▶ Task brief: Please set down the listing below word for word, from its start up to and including the line containing "717 345 L 690". Leave the pictures out of your answer.

▶ Listed entries:
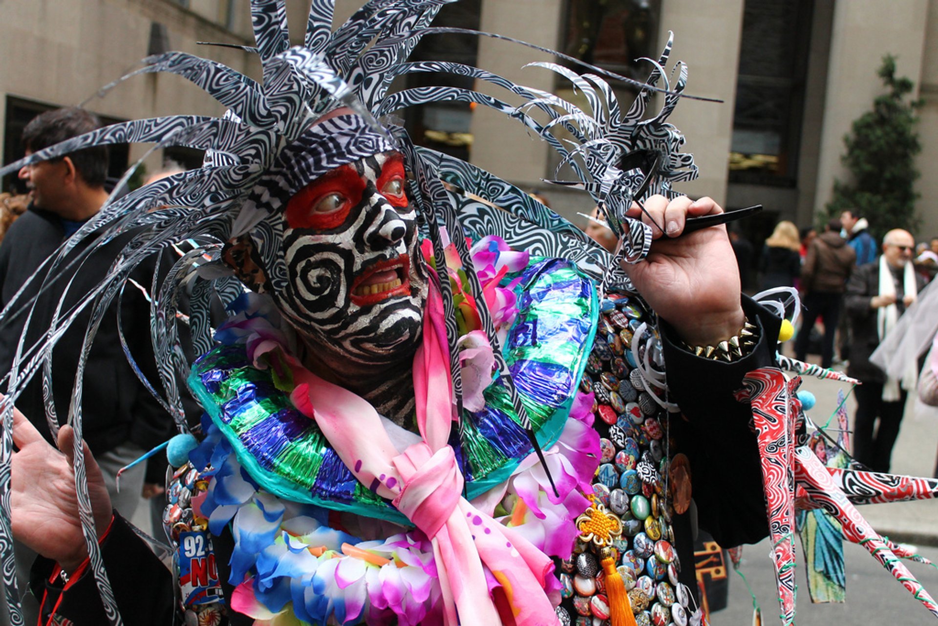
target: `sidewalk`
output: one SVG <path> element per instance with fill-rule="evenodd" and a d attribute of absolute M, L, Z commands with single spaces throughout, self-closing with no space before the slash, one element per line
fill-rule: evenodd
<path fill-rule="evenodd" d="M 849 385 L 831 380 L 805 377 L 801 386 L 817 398 L 808 415 L 824 425 L 837 408 L 837 391 L 850 390 Z M 847 398 L 851 427 L 856 411 L 853 394 Z M 831 427 L 835 422 L 831 422 Z M 831 433 L 834 436 L 836 434 Z M 902 428 L 892 452 L 893 474 L 930 478 L 938 450 L 938 408 L 926 406 L 910 394 L 902 419 Z M 892 504 L 870 504 L 859 508 L 860 513 L 881 535 L 897 542 L 938 546 L 938 499 Z"/>

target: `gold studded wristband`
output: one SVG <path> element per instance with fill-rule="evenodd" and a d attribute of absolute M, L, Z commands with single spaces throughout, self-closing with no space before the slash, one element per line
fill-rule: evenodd
<path fill-rule="evenodd" d="M 717 345 L 690 345 L 685 343 L 684 347 L 697 357 L 733 362 L 752 352 L 752 348 L 759 343 L 758 331 L 756 326 L 747 318 L 738 334 L 719 342 Z"/>

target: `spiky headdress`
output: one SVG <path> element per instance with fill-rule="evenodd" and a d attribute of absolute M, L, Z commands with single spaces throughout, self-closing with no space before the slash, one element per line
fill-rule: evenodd
<path fill-rule="evenodd" d="M 42 282 L 39 287 L 42 291 L 55 280 L 44 277 L 60 275 L 61 271 L 56 270 L 64 269 L 66 265 L 80 264 L 98 244 L 119 235 L 132 235 L 108 276 L 96 289 L 71 309 L 62 310 L 60 305 L 51 327 L 44 329 L 38 342 L 27 345 L 21 340 L 11 370 L 2 381 L 7 396 L 0 405 L 4 420 L 0 493 L 5 494 L 0 514 L 0 545 L 10 545 L 8 494 L 12 406 L 25 381 L 41 368 L 49 428 L 53 435 L 56 433 L 58 420 L 52 402 L 51 355 L 62 332 L 83 311 L 90 309 L 92 315 L 84 340 L 84 358 L 78 364 L 68 415 L 77 435 L 76 473 L 83 476 L 83 457 L 80 453 L 82 381 L 87 351 L 104 313 L 112 301 L 122 297 L 130 272 L 141 262 L 162 254 L 175 242 L 185 239 L 194 242 L 195 247 L 178 258 L 161 282 L 154 277 L 150 285 L 151 331 L 161 391 L 140 374 L 126 344 L 124 345 L 141 379 L 174 416 L 180 430 L 186 429 L 176 384 L 177 375 L 185 378 L 189 366 L 181 349 L 174 321 L 179 295 L 184 288 L 190 290 L 191 337 L 195 352 L 201 354 L 211 345 L 208 302 L 212 294 L 218 294 L 228 303 L 243 291 L 243 286 L 219 260 L 221 246 L 233 237 L 258 225 L 264 212 L 269 208 L 255 201 L 258 188 L 264 187 L 265 175 L 284 149 L 333 108 L 349 106 L 376 130 L 385 128 L 375 121 L 377 118 L 403 107 L 427 102 L 471 101 L 501 111 L 521 121 L 558 150 L 562 163 L 568 164 L 579 177 L 577 181 L 563 184 L 584 189 L 603 207 L 610 226 L 622 237 L 623 256 L 629 261 L 643 257 L 650 245 L 650 231 L 625 215 L 635 191 L 643 187 L 643 191 L 670 193 L 673 181 L 689 179 L 696 175 L 690 155 L 678 152 L 683 138 L 665 123 L 686 81 L 686 70 L 681 66 L 674 89 L 670 89 L 663 68 L 670 41 L 658 62 L 651 61 L 653 69 L 648 83 L 637 84 L 639 96 L 626 114 L 619 108 L 609 84 L 600 76 L 608 72 L 594 69 L 596 73 L 580 76 L 558 65 L 536 64 L 558 72 L 581 90 L 590 106 L 590 110 L 584 111 L 549 93 L 515 84 L 484 69 L 454 63 L 408 63 L 408 55 L 424 35 L 465 32 L 429 27 L 440 7 L 448 1 L 371 0 L 332 32 L 333 3 L 314 0 L 304 45 L 291 48 L 282 0 L 252 0 L 257 45 L 249 50 L 261 59 L 262 83 L 218 62 L 184 53 L 149 57 L 144 60 L 145 67 L 120 79 L 124 81 L 136 74 L 157 71 L 178 74 L 225 105 L 228 108 L 225 116 L 172 115 L 123 122 L 40 150 L 0 170 L 2 176 L 26 164 L 91 145 L 118 143 L 150 143 L 154 145 L 151 152 L 167 145 L 183 145 L 205 150 L 207 154 L 204 167 L 172 175 L 119 198 L 109 198 L 100 212 L 67 240 L 30 279 L 29 283 L 34 286 Z M 502 87 L 526 103 L 516 107 L 477 91 L 456 87 L 421 87 L 387 93 L 395 78 L 416 72 L 472 76 Z M 659 80 L 664 82 L 664 88 L 656 86 Z M 654 91 L 665 94 L 665 103 L 657 115 L 645 119 L 645 109 Z M 546 117 L 546 121 L 538 122 L 535 115 Z M 553 134 L 555 129 L 563 129 L 567 137 L 558 139 Z M 445 226 L 464 260 L 468 259 L 468 250 L 462 235 L 468 233 L 493 234 L 535 254 L 569 258 L 597 279 L 615 265 L 613 259 L 580 229 L 510 184 L 457 159 L 415 147 L 400 128 L 388 126 L 386 130 L 380 131 L 387 133 L 389 140 L 397 143 L 415 176 L 409 194 L 426 221 L 437 258 L 443 258 L 440 230 Z M 657 171 L 631 167 L 628 157 L 636 150 L 654 155 Z M 135 167 L 125 175 L 122 184 Z M 444 178 L 490 204 L 453 192 L 444 185 Z M 643 181 L 645 182 L 643 186 Z M 80 241 L 90 241 L 91 245 L 84 252 L 68 256 Z M 443 264 L 440 266 L 439 271 L 445 272 Z M 468 268 L 470 287 L 475 293 L 480 293 L 471 264 L 464 266 Z M 444 279 L 440 282 L 445 308 L 452 322 L 449 282 L 445 274 L 441 278 Z M 24 293 L 25 286 L 0 313 L 0 328 L 19 316 L 25 316 L 29 324 L 36 297 L 27 298 Z M 523 408 L 510 386 L 510 374 L 497 349 L 497 338 L 484 298 L 479 298 L 479 310 L 484 329 L 496 348 L 499 368 L 523 422 Z M 447 331 L 453 359 L 454 389 L 459 402 L 460 366 L 457 351 L 453 349 L 454 323 L 447 323 Z M 78 481 L 78 492 L 92 570 L 109 618 L 113 623 L 120 623 L 95 541 L 87 485 L 81 480 Z M 13 623 L 22 623 L 12 575 L 15 572 L 13 554 L 9 549 L 3 555 L 3 571 Z"/>

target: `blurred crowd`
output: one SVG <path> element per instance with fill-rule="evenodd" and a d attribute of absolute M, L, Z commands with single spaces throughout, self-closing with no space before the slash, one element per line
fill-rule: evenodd
<path fill-rule="evenodd" d="M 862 215 L 847 210 L 820 233 L 779 221 L 757 261 L 750 242 L 738 234 L 731 238 L 744 289 L 799 292 L 795 358 L 817 355 L 822 366 L 845 369 L 861 382 L 854 390 L 854 455 L 874 471 L 889 471 L 908 394 L 917 389 L 923 402 L 938 403 L 938 349 L 931 348 L 938 237 L 916 243 L 896 228 L 877 237 Z"/>

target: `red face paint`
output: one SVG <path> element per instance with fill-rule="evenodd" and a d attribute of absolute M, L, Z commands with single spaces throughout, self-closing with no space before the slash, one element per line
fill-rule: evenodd
<path fill-rule="evenodd" d="M 349 211 L 361 202 L 368 179 L 351 165 L 342 165 L 297 191 L 287 204 L 286 219 L 291 228 L 331 230 L 345 222 Z M 394 155 L 385 161 L 375 187 L 395 207 L 407 206 L 404 192 L 403 157 Z"/>
<path fill-rule="evenodd" d="M 312 181 L 290 199 L 286 219 L 291 228 L 330 230 L 345 222 L 361 201 L 365 181 L 351 165 L 342 165 Z"/>

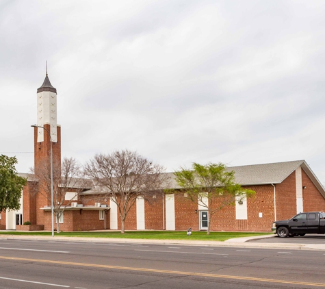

▶ Result:
target: `sidewalk`
output: one SVG <path> element per instance with fill-rule="evenodd" and a d attribute of absolute M, L, Z commands with single spaces throughout, self-closing with no space before the slash, one element per line
fill-rule: evenodd
<path fill-rule="evenodd" d="M 849 385 L 831 380 L 805 377 L 801 386 L 817 398 L 808 415 L 824 425 L 837 408 L 837 391 L 850 390 Z M 847 398 L 851 427 L 856 411 L 853 394 Z M 831 427 L 835 422 L 831 422 Z M 831 433 L 834 436 L 836 434 Z M 902 428 L 892 452 L 893 474 L 930 478 L 938 450 L 938 408 L 926 406 L 910 394 L 902 419 Z M 892 504 L 870 504 L 859 508 L 860 513 L 881 535 L 897 542 L 938 546 L 938 499 Z"/>

target: `gold studded wristband`
output: one SVG <path> element per instance with fill-rule="evenodd" and a d attribute of absolute M, L, Z commands with single spaces throughout, self-closing with no space before the slash, one element per line
fill-rule: evenodd
<path fill-rule="evenodd" d="M 717 345 L 690 345 L 685 343 L 684 347 L 697 357 L 733 362 L 752 352 L 752 348 L 759 343 L 758 331 L 756 326 L 747 318 L 738 334 L 719 342 Z"/>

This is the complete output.